# Source records start

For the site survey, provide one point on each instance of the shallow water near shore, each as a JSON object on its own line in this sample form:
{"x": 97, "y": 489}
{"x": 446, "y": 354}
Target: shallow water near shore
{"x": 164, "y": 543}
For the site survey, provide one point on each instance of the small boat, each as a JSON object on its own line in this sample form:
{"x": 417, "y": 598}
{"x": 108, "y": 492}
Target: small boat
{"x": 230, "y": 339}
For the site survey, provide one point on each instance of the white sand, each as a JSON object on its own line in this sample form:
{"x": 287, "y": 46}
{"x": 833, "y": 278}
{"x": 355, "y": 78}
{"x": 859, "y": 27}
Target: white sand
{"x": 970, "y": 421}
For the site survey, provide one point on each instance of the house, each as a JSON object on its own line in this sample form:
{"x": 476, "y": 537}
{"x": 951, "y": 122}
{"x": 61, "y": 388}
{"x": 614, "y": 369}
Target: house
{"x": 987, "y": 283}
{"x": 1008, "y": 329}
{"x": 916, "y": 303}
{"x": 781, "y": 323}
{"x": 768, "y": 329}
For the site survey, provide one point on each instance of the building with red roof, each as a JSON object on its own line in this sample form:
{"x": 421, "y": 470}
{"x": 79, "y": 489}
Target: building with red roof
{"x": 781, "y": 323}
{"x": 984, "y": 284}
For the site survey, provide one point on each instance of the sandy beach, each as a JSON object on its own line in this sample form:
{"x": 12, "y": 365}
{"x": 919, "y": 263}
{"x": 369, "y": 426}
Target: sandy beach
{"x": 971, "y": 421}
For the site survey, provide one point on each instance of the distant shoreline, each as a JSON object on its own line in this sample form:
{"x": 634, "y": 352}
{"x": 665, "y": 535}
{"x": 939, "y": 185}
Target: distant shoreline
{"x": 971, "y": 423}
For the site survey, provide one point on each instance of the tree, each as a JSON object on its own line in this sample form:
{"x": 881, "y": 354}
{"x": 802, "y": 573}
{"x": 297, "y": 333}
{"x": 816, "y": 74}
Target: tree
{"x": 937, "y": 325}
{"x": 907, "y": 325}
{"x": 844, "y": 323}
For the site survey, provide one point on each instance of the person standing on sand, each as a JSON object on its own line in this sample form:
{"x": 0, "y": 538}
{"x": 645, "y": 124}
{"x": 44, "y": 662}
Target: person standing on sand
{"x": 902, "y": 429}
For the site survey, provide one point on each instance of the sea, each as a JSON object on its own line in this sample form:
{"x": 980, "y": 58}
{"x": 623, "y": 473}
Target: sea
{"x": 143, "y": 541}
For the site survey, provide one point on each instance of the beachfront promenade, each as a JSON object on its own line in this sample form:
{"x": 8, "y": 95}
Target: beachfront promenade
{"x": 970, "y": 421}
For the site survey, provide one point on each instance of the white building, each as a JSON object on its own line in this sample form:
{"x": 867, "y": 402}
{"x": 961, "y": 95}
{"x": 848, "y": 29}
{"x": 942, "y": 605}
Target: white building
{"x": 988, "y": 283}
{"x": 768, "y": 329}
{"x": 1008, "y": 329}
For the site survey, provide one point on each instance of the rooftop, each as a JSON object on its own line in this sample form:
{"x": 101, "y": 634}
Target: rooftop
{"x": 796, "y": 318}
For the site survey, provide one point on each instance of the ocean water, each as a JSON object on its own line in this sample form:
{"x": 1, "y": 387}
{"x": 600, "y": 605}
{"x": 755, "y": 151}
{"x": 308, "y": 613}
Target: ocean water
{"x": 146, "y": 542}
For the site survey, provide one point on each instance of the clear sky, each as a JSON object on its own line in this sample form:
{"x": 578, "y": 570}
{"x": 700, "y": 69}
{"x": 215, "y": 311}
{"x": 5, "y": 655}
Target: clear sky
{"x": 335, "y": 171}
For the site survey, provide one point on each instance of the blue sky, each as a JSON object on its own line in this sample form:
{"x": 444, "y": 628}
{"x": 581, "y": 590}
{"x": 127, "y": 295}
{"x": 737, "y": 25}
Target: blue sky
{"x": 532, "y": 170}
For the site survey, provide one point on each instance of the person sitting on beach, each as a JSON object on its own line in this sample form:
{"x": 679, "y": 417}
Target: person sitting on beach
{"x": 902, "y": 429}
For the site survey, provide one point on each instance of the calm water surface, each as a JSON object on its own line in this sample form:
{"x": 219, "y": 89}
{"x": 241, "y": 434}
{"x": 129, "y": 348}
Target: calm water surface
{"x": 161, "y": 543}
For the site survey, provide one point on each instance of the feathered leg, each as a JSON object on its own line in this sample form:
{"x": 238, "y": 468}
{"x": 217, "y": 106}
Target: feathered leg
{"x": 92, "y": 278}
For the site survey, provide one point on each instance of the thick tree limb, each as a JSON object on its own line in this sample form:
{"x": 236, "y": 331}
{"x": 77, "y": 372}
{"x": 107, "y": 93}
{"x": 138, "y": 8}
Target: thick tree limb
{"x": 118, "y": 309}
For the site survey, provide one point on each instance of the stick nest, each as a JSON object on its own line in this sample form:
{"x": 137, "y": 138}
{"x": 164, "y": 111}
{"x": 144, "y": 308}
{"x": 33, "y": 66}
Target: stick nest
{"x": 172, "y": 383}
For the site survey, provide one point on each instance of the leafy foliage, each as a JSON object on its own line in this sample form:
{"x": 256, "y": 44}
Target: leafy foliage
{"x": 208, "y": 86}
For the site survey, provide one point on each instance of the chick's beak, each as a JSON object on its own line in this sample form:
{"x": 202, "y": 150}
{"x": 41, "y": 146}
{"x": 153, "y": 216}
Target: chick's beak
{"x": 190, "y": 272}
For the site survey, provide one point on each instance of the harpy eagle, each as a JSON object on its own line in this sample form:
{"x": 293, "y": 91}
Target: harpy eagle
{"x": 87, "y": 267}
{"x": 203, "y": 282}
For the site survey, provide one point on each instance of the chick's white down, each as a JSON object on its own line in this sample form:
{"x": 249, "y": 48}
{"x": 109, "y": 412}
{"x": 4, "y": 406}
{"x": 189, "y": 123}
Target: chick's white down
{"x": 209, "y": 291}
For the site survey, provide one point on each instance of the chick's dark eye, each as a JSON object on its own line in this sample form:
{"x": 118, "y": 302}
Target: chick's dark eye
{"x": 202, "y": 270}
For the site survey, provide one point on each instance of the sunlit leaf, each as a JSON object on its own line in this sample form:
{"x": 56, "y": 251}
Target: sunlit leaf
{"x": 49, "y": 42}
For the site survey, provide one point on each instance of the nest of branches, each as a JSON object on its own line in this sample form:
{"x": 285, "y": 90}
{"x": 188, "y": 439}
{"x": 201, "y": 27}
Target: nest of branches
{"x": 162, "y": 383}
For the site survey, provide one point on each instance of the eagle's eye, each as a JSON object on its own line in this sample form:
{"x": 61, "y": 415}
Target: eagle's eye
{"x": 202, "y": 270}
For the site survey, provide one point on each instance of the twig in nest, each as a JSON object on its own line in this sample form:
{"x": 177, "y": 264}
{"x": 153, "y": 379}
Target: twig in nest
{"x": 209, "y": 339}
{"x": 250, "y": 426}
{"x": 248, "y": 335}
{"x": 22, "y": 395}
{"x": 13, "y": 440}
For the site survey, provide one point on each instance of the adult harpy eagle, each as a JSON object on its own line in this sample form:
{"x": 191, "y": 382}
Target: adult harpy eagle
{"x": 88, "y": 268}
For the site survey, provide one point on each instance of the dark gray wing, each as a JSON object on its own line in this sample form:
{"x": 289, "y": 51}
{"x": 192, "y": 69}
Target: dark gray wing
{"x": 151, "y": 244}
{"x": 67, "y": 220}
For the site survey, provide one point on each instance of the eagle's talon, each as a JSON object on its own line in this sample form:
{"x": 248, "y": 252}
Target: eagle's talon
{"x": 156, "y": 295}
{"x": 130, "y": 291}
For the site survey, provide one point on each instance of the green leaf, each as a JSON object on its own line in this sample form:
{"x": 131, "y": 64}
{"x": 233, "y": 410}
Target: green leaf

# Source records end

Set down nothing but the lines from the one with "of the dark" through the end of the records, keeping each line exactly as written and including both ends.

Reply
For the site survey, provide one point on each instance of the dark gray wing, each as a JSON object on its own line in this sample form:
{"x": 289, "y": 51}
{"x": 192, "y": 69}
Target: dark gray wing
{"x": 151, "y": 244}
{"x": 67, "y": 220}
For the site survey, provide one point on each instance of the eagle's talon, each as a JSON object on its own line in this sample form:
{"x": 248, "y": 252}
Target: eagle's talon
{"x": 156, "y": 295}
{"x": 130, "y": 291}
For the site survey, provide one point on each instance of the green leaf, each as a JSON object on its own line in this sample form:
{"x": 131, "y": 64}
{"x": 233, "y": 410}
Target: green leaf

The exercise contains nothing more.